== Trecho do documento ==
■ ■ ■
Olympe de Gouges, feminista, revolucionária, jornalista e escritora, se manifestou em defesa do direito da cidadã e escreveu a Declaração dos Direitos da Mulher e da Cidadã. Por defender tais ideias, foi exilada e condenada a morte, sendo guilhotinada em 03 de novembro de 1793 (WIKIPEDEIA, online, 2010).
Os direitos das mulheres só foram reconhecidos como direitos humanos em 1993, passados mais de 200 anos da Declaração dos Direitos do Homem e do Cidadão em 1789.
Comenta Cintia Robert:
Informações da ONU noticiam que a Declaração dos Direitos de Virgínia (1776) e a Declaração dos Direitos do Homem e do Cidadão (1789) não contemplaram a questão de gênero. Em 10 de dezembro de 1998 foi o 50º aniversário da Declaração Universal dos Direitos Humanos e foi também em 1998 comemorado o 5º aniversário da II Conferência Mundial de Direitos Humanos, realizada pela ONU em 1993, em Viena, em que formalmente se reconheceram os direitos das mulheres como direitos humanos. (SÉGUIN, 1999, p. 6)
Oportuno delinear o contexto histórico no qual ocorreram as transformações sociais para as mulheres até o presente momento.
3 Contexto histórico da evolução dos direitos da mulher
A idade moderna foi marcada por um grande desenvolvimento nas ciências e consequentemente, na tecnologia, a qual passou a ser necessária para o sustento de um novo sistema econômico que surgira, frutificando em novas relações comerciais.
A evolução da tecnologia industrial impulsionou a necessidade de mão de obra operária, exigindo que as mulheres saíssem de suas casas para o mercado de trabalho. Entretanto, seu valor salarial era inferior, devido ao baixo nível de escolaridade e pouca qualificação para trabalhos específicos.
Ainda, como menciona Hermann (2008, p. 68):
A efervescência dos ideais democráticos no século XIX fez da batalha pelo direito ao voto o impulso fundamentais dos movimentos das mulheres. Equiparadas aos doentes e deficientes mentais e às crianças, as mulheres eram consideradas intelectualmente incapazes de exercer direitos políticos.
No século XIX, estruturam-se as bases da teoria socialista que eram bem diferentes do capitalismo. Os autores que mais se destacaram foram Karl Marx e Friederich Engels, filósofos alemães. Os valores da sociedade serviram de foco para questionar a condição da exploração das mulheres na sociedade.
Priorizavam as lutas de classes, considerando-as caminho direto para a democracia racial e sexual, na proporção em que se reduzem as diferenças socioeconômicas entre os membros da sociedade. Reduzem o racismo e a inferioridade social da mulher.
Conforme relata Carlos Roberto de Siqueira Castro (1983, p. 181):
Cumpre notar, neste passo, que o grande teórico da critica socialista à condição inferior da mulher foi Engels, que atribuiu essa inferioridade ao surgimento da propriedade privada e da família monogâmica, ambas a serviço da ideologia capitalista.
■ ■ ■
== Registros fornecidos ==
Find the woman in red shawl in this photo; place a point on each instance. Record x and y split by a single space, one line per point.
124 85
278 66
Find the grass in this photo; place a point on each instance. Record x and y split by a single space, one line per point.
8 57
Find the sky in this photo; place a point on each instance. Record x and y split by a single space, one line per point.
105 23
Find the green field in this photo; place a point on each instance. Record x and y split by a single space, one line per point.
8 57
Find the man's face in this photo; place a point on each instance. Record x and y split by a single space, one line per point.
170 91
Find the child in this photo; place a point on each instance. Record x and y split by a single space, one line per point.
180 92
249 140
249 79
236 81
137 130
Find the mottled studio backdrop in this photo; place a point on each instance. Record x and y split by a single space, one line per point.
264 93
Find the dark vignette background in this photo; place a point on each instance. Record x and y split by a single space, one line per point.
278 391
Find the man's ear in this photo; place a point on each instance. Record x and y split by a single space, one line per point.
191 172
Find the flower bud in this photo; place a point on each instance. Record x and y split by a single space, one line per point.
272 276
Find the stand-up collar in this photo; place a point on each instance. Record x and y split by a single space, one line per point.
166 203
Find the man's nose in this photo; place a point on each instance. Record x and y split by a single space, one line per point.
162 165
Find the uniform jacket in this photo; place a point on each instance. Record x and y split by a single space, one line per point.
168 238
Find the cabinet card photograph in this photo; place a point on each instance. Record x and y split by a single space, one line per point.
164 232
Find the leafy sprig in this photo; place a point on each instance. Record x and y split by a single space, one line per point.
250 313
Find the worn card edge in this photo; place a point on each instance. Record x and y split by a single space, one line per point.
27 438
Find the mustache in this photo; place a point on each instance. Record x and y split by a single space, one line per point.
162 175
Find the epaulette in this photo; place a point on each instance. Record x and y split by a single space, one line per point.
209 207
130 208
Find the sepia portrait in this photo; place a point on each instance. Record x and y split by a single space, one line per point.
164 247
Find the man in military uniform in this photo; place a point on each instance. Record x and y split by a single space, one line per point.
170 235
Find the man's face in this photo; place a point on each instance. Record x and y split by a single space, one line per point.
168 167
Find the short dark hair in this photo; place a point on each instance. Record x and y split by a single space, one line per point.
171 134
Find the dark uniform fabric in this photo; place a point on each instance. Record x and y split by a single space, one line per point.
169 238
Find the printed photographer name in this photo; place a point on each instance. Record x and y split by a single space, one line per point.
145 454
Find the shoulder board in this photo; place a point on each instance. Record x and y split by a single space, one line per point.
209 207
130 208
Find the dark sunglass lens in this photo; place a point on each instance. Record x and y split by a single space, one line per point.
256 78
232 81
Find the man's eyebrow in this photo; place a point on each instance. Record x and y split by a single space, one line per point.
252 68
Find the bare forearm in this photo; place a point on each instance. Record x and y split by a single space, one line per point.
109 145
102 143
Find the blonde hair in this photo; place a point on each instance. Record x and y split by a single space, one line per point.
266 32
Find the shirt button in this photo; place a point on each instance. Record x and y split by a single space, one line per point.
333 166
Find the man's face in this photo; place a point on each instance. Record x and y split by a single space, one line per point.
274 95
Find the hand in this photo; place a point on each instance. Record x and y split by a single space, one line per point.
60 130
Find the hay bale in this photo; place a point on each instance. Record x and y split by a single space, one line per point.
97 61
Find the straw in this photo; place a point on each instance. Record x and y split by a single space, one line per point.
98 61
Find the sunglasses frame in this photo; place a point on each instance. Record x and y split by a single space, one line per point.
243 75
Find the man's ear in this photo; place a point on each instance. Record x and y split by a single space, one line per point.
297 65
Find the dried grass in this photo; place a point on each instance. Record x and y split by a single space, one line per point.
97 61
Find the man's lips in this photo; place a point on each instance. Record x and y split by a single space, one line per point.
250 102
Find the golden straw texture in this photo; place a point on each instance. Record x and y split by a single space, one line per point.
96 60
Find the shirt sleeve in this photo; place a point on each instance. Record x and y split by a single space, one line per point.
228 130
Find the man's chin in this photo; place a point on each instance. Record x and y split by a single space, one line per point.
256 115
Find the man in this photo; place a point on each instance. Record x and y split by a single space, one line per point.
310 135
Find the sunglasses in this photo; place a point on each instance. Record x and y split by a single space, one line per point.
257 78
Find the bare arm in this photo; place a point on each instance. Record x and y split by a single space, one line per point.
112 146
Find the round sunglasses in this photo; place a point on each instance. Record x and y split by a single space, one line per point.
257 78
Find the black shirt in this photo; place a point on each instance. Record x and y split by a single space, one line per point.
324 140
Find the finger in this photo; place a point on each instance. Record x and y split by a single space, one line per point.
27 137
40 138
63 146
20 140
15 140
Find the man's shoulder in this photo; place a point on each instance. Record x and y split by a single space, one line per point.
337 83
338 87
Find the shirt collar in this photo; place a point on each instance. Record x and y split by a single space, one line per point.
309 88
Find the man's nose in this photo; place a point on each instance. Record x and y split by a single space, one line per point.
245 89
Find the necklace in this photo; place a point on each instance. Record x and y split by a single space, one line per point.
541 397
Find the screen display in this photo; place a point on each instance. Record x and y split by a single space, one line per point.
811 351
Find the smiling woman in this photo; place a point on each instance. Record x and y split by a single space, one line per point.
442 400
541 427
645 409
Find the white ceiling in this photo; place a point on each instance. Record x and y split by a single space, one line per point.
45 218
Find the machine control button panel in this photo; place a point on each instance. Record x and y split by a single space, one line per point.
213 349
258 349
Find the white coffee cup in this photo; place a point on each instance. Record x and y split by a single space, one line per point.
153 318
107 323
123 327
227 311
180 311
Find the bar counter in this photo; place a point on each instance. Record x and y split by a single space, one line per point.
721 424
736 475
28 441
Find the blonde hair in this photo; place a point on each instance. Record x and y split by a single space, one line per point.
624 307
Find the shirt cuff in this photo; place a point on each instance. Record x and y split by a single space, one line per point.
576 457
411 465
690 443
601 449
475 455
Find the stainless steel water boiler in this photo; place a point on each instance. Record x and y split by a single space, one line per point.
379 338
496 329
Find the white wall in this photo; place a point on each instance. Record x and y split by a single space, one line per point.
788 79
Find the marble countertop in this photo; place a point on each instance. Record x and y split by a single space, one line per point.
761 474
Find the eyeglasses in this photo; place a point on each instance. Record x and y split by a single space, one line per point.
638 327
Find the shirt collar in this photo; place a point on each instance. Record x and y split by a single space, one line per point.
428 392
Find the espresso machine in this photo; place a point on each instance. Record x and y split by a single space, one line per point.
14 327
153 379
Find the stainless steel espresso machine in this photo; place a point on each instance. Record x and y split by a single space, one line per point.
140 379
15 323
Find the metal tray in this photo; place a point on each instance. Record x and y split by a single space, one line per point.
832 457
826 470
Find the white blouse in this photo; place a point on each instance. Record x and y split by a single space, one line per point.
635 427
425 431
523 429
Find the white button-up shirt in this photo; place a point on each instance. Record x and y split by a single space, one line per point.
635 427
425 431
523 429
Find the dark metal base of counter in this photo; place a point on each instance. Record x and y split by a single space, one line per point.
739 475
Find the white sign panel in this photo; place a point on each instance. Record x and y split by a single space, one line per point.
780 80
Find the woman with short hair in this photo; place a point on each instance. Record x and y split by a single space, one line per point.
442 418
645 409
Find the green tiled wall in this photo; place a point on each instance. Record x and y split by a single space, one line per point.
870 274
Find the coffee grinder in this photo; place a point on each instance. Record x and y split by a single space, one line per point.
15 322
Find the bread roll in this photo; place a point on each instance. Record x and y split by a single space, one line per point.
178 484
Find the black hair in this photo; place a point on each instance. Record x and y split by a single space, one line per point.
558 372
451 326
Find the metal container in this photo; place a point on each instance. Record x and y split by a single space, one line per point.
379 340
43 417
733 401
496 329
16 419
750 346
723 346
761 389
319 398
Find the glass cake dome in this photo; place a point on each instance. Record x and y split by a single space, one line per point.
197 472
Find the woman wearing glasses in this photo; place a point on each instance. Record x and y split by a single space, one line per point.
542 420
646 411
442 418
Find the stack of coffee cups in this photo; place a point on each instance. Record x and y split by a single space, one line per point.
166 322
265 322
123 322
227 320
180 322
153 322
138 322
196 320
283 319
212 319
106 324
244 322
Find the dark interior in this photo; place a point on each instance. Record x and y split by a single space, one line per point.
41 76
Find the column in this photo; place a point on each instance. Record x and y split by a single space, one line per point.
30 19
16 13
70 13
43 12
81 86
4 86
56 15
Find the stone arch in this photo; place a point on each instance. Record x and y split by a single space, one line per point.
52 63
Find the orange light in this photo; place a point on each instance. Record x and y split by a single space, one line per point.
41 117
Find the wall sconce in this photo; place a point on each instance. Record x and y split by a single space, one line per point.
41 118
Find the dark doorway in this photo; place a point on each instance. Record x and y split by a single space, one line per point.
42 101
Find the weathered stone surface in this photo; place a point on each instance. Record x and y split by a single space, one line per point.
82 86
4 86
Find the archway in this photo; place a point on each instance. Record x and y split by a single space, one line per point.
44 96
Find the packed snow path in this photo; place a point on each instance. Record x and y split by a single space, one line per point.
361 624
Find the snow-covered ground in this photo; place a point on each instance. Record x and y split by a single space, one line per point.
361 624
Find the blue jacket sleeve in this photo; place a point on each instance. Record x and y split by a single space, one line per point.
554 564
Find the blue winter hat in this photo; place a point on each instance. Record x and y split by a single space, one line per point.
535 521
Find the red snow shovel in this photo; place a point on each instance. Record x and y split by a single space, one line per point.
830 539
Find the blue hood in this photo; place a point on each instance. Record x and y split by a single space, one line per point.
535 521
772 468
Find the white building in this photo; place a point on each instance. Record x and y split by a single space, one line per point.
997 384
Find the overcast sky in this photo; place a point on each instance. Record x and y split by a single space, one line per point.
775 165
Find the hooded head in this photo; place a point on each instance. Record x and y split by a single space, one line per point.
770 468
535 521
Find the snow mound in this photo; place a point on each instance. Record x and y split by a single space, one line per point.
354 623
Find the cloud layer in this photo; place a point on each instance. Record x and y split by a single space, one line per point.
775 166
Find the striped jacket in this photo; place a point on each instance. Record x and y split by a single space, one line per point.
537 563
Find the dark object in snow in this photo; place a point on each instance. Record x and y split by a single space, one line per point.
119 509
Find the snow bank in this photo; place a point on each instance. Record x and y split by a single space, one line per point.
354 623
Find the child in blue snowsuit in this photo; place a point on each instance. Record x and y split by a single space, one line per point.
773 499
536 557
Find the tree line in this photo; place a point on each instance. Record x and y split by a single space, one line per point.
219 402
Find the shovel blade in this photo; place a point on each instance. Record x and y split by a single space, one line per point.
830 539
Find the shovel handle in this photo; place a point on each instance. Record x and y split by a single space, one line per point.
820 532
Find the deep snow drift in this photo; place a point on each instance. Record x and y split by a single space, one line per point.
■ ■ ■
== Requisitos da tarefa ==
A – Com base no trecho sobre os direitos da mulher, responda:
(i) Em que data Olympe de Gouges foi guilhotinada?
(ii) Em que cidade foi realizada a II Conferência Mundial de Direitos Humanos?
(iii) A que Engels atribuiu a inferioridade da mulher?
B – Diga se cada afirmação está de acordo com o trecho sobre os direitos da mulher. Responda sim ou não e cite as palavras do trecho que decidem:
(i) A Declaração dos Direitos de Virgínia contemplou a questão de gênero.
(ii) O salário das mulheres era menor por causa do baixo nível de escolaridade.
(iii) Karl Marx e Friederich Engels eram filósofos franceses.
Os registros não têm nenhuma relação com o trecho sobre os direitos da mulher.

== Respostas comentadas ==
A –
(i) Em 03 de novembro de 1793.
(ii) Em Viena.
(iii) Ao surgimento da propriedade privada e da família monogâmica, ambas a serviço da ideologia capitalista.

B –
(i) Não: "a Declaração dos Direitos de Virgínia (1776) e a Declaração dos Direitos do Homem e do Cidadão (1789) não contemplaram a questão de gênero".
(ii) Sim: "seu valor salarial era inferior, devido ao baixo nível de escolaridade e pouca qualificação para trabalhos específicos".
(iii) Não: "Karl Marx e Friederich Engels, filósofos alemães".